+++ GIVEN DATA

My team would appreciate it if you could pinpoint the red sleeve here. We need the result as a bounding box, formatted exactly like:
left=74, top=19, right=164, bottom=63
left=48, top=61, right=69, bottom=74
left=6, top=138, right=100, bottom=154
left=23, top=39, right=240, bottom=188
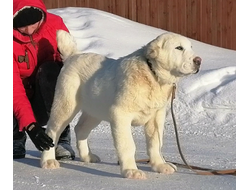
left=13, top=58, right=36, bottom=131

++++++

▸ DIRECTIVE
Update the records above by replacing "red sleeve" with "white collar" and keeping everything else the same. Leave the pictures out of your answer.

▸ IN RESPONSE
My team would appreciate it if you could pinpoint the white collar here. We need the result as a bounding box, formatted exactly like:
left=74, top=19, right=164, bottom=63
left=48, top=61, right=69, bottom=74
left=6, top=138, right=100, bottom=154
left=23, top=39, right=240, bottom=188
left=13, top=58, right=36, bottom=131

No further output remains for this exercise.